▶ _What is asked_
Rewrite the listing below, replacing every "Segment" with "Outline" and leaving everything else unchanged.

· · · ·

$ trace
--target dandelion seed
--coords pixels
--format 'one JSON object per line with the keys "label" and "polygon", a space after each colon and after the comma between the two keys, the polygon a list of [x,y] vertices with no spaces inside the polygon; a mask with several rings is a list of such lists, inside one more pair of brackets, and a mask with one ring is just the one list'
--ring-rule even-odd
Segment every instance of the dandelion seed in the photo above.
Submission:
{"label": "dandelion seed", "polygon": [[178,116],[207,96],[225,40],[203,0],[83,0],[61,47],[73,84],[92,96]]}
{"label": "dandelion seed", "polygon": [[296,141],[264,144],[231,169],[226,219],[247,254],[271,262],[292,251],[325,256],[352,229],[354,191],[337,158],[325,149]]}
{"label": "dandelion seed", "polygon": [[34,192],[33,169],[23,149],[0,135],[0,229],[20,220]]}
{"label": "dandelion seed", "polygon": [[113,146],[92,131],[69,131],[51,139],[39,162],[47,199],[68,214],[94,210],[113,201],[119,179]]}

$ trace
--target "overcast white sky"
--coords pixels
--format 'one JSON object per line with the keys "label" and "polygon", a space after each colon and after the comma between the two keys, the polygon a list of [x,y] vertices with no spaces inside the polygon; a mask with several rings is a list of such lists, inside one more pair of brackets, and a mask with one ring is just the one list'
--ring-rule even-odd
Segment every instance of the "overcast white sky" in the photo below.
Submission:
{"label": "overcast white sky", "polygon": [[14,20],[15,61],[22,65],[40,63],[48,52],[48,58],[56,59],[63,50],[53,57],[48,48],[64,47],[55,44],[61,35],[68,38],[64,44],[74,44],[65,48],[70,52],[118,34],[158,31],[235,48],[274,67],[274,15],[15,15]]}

· · · ·

▶ _Task solution_
$ trace
--target dandelion seed
--coords pixels
--format 'one JSON object per line with the keys "label" and "polygon", a space after each colon and after the comma between the two keys, the polygon a list of [x,y] vertices with no spaces inside the polygon; a mask with several rings is a list of such lists, inside one more pair of brackets, and a mask with one ring is just the one list'
--ring-rule even-odd
Outline every instance of the dandelion seed in the photo above.
Submission:
{"label": "dandelion seed", "polygon": [[178,116],[207,96],[225,40],[203,0],[83,0],[61,47],[73,84],[92,96]]}
{"label": "dandelion seed", "polygon": [[296,141],[264,144],[231,169],[226,219],[247,254],[271,262],[292,251],[325,256],[352,229],[354,191],[337,158],[325,149]]}
{"label": "dandelion seed", "polygon": [[34,192],[33,169],[23,149],[0,135],[0,229],[20,220]]}
{"label": "dandelion seed", "polygon": [[113,146],[92,131],[69,131],[51,139],[39,162],[47,199],[68,214],[94,210],[113,201],[119,179]]}

$ trace
--target "overcast white sky"
--coords pixels
--format 'one JSON object per line with the keys "label" and "polygon", a space after each colon and after the comma between the two keys, the polygon a list of [x,y] vertices with no spaces inside the polygon; a mask with several rings is a list of such lists, inside one more pair of brackets, and a mask with one ring is just the one list'
--ring-rule even-odd
Outline every instance of the "overcast white sky" in the photo below.
Submission:
{"label": "overcast white sky", "polygon": [[14,20],[15,61],[22,65],[40,63],[48,52],[48,58],[56,59],[63,50],[53,57],[48,48],[64,47],[55,44],[61,35],[68,38],[64,44],[74,44],[65,48],[70,52],[118,34],[158,31],[235,48],[274,67],[274,15],[15,15]]}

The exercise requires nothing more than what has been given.